▶ [Text]
So when prepping these examples for Python and users (and anyone else who is interested), I decided to try my hand at solving  Minesweeper with linear equations, as I had never bothered to ask the customer HOW exactly he did that. I guess I figured it was straightforward. Let’s take this little segment which I choose from a must larger problem because it is a legitimate stand-alone problem in itself except for the three bottom squares in the right-most column which we will not be able to determine. So what are the equations? Let’s refer to the elements of the above grid as we would elements of a matrix that size, e.g., A11, A12, etc. And call the NUMBER which is (or should be) in that square #A11, etc. Now first, the unknowns for our problem are the values in the blank, unexploded squares. For example, we want to know how many bombs (aero or one) are at A38.After some thought I realized there are two types:

1.       Each square with a bomb, such as square (2,2), is a simple equation, e.g., #A22=1.0

2.       Each number which is next (by left, right, up, down, or diagonal) to an unknown square also gives us an equation, e.g., from A23 we get

#A22  + #A32 + #A33 = 2

So we have to go create all those equations. Here is my is my matrix file as read by autorej’s read_problem() method (except for the last column which was helpful during building the file but cannot be present in the input file). Also note the comment lines marked with “#”.

Now….. before trying to solve this problem to find the numbers in the blank squares, are at least SOME of them in this first try, we should ask ourselves exactly WHAT we expect to see. Do we have any right to expect to get back ONLY INTEGERS? Actually, we would like that, but we have not inserted any constraints into the problem that would even encourage that, much less require it. The calculation process will begin by computing the Singular Value Decomposition of our matrix. Here are the singular values for this matrix:

[3.66882986e+00    3.29958015e+00    2.74052834e+00    2.44205520e+00

2.33557658e+00    1.85017432e+00    1.51369996e+00    1.28268753e+00

1.15207922e+00    9.33783720e-01    6.28601369e-01    5.72988469e-01

4.98618121e-01    4.38608280e-01    2.59847585e-16    1.82895960e-16

1.16177952e-16    3.02411221e-17    1.69841264e-33    0.00000000e+00]

No hint here of any likelihood for integer answer!! When sending the C++ code to my customer I pointed out that if he got answers that were between 0 and 1 for a hidden square that probably he should consider those to be probabilities. He assured me he was only interested sure things: 0 for no bomb in a square, 1 for a bomb.

Here are the answers that Autorej normal solver gives:

[-4.04451282e-16  1.00000000e+00  1.03922202e-15 -1.51275221e-02

1.00000000e+00  1.00000000e+00  4.05824099e-16  4.41513009e-03

-1.36256212e-15  2.74346447e-01 -2.74346447e-01  1.32495853e-15

2.74346447e-01  8.62826776e-01  8.62826776e-01  0.00000000e+00]

Most of the answers are indeed VERY CLOSE to zero or 1. But the 4th and 10th are about -0.2. What does that mean? It means we should try autorej’s Non-negative solver. Here is the answer that that gives:

[1.     1.     0.     0.     0.     1.

0.     0.     1.     1.     0.     0.

0.     0.     0.     0.     0.     1.02359314    0.97640686   0.  ]

Now that’s pretty good!! Even the two that are slightly off of one are very near to one. Terrific!

▶ [Stated goal a] Could you rewrite the Minesweeper text starting with "-1.36256212e-15  2.74346447e-01 -2.74346447e-01  1.32495853e-15" and going on through "1.     0.     0.     0.     1.", putting "nonnegative" in place of "Non-negative"?

▶ [Records supplied]

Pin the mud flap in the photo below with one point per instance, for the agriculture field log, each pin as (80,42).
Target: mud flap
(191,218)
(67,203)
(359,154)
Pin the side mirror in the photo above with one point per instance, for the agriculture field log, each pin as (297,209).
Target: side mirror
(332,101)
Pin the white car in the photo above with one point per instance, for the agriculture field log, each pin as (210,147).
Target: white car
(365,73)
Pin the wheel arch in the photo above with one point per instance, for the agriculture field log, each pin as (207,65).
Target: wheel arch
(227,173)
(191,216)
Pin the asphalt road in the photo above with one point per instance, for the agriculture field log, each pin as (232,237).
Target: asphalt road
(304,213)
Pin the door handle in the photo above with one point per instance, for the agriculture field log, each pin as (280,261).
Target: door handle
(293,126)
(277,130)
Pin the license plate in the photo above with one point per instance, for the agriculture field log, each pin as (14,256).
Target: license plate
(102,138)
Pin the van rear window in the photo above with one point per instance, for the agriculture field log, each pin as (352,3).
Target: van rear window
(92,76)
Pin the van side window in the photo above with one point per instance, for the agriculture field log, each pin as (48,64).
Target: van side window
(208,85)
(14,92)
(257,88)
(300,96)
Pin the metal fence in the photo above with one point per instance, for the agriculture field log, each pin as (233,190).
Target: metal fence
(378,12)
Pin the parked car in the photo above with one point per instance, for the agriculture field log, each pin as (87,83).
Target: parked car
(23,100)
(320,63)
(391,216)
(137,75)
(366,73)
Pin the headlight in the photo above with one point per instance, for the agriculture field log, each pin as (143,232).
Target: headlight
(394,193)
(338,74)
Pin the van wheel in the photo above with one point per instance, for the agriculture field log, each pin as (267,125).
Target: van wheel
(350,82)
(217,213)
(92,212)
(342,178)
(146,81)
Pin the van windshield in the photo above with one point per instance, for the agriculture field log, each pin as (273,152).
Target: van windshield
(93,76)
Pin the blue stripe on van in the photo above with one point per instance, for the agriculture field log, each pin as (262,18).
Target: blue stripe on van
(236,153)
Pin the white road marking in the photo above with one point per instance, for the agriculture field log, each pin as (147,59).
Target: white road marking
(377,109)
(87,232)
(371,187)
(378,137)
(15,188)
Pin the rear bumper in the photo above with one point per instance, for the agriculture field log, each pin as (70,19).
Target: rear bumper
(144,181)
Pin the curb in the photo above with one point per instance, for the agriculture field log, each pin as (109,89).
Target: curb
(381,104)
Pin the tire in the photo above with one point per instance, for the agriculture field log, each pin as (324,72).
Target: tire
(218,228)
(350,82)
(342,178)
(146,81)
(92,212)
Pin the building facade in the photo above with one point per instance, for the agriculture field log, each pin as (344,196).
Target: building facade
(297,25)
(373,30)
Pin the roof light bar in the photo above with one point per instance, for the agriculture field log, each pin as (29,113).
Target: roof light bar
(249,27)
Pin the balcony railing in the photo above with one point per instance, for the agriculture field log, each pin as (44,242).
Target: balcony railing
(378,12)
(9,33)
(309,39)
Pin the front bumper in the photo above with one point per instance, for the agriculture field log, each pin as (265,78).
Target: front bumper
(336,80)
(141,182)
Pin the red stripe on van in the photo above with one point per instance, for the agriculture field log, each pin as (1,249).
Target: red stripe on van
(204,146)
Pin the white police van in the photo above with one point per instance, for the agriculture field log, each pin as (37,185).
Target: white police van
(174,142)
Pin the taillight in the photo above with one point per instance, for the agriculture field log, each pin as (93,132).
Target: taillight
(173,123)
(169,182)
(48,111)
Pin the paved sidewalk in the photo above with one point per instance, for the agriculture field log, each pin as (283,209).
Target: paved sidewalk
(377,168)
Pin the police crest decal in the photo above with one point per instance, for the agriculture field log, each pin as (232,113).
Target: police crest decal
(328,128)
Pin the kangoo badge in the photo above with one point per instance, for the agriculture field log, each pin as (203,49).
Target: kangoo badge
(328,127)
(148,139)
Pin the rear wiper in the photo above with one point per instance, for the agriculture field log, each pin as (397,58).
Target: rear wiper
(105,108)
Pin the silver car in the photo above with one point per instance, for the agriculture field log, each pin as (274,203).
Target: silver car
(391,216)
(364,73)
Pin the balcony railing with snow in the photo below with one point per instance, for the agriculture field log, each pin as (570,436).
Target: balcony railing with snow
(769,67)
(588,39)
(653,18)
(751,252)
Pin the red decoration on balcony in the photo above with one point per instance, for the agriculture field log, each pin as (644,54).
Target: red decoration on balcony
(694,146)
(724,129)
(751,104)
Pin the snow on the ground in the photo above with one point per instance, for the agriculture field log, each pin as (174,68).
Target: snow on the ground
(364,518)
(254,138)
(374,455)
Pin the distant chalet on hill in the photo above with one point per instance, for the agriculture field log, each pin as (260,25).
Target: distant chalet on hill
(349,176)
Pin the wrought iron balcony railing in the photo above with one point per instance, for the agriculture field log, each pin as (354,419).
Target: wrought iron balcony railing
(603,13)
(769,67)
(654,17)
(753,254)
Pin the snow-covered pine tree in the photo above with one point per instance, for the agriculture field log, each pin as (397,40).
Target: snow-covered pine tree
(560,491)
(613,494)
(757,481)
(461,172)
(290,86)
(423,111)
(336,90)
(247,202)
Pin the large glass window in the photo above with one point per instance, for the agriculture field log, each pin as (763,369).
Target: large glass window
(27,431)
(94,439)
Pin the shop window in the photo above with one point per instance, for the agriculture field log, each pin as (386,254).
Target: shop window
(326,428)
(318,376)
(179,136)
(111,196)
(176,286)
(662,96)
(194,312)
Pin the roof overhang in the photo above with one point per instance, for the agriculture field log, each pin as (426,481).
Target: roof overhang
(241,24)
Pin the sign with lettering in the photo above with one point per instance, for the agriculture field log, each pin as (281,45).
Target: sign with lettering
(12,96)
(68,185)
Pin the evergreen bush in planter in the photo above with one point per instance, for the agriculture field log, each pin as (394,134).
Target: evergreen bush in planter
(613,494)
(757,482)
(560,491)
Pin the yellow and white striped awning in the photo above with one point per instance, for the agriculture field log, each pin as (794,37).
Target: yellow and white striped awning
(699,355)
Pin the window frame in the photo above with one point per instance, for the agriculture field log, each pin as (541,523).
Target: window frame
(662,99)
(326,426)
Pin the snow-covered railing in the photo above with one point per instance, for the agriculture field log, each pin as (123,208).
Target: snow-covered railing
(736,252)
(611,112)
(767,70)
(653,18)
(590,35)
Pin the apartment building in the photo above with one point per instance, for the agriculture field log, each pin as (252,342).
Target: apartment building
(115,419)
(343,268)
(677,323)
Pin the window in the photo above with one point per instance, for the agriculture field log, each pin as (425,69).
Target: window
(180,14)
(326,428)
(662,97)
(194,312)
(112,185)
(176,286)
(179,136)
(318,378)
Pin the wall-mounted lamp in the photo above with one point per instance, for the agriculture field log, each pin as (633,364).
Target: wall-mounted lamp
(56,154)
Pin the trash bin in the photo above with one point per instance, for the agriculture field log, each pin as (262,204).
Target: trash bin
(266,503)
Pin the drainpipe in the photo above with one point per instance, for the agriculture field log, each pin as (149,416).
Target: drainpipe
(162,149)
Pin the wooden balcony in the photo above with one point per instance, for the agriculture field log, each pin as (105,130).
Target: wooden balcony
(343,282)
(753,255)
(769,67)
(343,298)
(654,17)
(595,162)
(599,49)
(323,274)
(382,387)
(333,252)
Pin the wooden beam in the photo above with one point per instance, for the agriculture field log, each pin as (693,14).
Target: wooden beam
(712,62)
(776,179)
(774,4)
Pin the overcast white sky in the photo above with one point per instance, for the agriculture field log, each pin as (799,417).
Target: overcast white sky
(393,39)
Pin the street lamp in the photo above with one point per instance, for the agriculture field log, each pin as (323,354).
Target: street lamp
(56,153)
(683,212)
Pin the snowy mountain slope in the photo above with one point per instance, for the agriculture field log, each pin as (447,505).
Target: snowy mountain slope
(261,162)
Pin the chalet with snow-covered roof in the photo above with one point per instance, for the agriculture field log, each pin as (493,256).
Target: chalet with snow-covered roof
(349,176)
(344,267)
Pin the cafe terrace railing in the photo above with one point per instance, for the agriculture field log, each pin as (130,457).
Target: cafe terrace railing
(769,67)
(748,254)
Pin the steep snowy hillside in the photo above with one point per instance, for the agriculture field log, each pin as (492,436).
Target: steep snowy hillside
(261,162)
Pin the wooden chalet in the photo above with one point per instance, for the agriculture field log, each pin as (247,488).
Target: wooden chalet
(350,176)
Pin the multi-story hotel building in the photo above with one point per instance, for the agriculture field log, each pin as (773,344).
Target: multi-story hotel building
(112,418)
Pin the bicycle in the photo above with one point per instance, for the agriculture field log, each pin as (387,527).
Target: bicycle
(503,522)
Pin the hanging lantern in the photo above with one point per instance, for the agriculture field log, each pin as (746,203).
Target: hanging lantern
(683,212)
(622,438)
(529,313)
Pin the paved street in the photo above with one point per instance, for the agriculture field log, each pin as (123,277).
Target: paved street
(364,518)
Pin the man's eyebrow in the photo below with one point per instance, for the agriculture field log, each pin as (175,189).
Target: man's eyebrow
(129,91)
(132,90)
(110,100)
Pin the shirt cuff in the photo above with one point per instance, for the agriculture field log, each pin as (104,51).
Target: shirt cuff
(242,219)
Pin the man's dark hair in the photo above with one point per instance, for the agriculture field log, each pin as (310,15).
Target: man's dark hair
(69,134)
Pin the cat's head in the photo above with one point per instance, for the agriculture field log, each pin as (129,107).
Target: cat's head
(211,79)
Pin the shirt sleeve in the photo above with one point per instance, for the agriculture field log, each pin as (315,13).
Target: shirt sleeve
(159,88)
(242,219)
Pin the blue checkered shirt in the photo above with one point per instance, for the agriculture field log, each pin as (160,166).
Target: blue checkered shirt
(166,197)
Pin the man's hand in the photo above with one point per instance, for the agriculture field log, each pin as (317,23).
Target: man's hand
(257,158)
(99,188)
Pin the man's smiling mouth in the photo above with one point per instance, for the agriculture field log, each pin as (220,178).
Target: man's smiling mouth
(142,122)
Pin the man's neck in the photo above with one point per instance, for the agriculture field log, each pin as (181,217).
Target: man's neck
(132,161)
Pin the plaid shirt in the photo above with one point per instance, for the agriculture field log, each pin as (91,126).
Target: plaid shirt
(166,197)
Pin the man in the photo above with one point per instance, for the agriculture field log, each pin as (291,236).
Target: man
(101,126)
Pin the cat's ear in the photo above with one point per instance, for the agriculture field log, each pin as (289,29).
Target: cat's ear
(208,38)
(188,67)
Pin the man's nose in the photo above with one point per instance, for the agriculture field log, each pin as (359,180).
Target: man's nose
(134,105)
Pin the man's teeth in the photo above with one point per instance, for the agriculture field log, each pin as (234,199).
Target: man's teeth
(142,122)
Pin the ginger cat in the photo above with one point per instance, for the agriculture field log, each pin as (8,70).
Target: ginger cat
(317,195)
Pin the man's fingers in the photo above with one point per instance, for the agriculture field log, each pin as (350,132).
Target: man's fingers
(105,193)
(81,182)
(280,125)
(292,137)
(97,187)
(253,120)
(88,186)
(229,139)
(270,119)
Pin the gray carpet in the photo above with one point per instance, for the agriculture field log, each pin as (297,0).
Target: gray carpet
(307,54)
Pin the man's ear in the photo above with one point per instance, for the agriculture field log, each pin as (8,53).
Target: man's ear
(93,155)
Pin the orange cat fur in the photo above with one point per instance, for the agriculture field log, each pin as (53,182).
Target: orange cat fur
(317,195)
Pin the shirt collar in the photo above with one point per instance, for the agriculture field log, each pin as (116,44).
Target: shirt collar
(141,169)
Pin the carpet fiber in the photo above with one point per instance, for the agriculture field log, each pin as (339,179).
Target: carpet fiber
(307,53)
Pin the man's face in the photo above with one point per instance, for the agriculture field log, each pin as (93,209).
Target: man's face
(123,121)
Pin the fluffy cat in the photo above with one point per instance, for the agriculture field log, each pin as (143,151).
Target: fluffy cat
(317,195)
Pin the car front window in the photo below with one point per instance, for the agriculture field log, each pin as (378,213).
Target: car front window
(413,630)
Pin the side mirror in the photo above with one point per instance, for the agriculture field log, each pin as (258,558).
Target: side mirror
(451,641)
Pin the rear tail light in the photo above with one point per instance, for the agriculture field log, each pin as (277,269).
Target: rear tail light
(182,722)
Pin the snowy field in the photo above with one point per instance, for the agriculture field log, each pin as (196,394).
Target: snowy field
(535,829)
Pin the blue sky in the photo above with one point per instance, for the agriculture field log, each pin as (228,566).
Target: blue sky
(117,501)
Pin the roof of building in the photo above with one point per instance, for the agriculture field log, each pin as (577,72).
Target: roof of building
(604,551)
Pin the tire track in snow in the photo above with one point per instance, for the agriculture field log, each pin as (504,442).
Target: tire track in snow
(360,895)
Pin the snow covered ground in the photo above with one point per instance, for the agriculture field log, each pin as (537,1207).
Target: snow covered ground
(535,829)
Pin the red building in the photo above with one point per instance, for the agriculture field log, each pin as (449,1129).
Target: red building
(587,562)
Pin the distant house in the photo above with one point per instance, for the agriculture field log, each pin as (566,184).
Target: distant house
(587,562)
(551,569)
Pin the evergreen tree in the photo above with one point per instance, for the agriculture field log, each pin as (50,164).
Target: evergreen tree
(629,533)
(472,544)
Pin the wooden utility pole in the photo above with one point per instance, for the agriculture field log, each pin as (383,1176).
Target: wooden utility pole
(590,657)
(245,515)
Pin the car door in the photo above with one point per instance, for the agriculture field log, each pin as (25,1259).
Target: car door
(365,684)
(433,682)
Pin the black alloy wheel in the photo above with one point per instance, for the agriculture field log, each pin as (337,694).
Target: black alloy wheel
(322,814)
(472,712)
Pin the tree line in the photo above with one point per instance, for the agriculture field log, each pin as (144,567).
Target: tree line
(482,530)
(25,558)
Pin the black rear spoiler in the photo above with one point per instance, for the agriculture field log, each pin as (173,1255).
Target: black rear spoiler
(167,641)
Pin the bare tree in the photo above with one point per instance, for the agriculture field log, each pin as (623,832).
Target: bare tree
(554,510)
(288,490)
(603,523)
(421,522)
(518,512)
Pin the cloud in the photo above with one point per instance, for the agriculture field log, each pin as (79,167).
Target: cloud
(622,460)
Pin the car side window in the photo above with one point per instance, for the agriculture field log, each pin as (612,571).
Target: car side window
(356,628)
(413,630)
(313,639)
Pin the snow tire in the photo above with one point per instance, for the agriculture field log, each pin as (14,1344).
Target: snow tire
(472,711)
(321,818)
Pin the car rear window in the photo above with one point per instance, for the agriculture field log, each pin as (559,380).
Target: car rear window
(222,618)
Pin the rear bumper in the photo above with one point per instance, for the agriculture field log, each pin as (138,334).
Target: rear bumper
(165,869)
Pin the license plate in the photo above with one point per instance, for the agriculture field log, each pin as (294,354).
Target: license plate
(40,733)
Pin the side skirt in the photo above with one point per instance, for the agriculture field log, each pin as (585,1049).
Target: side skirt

▶ [Stated goal b] How many lines of the listing contain the string "steep", with case counting?

▶ [Exercise output a]
-1.36256212e-15  2.74346447e-01 -2.74346447e-01  1.32495853e-15

2.74346447e-01  8.62826776e-01  8.62826776e-01  0.00000000e+00]

Most of the answers are indeed VERY CLOSE to zero or 1. But the 4th and 10th are about -0.2. What does that mean? It means we should try autorej’s nonnegative solver. Here is the answer that that gives:

[1.     1.     0.     0.     0.     1.

▶ [Exercise output b] 2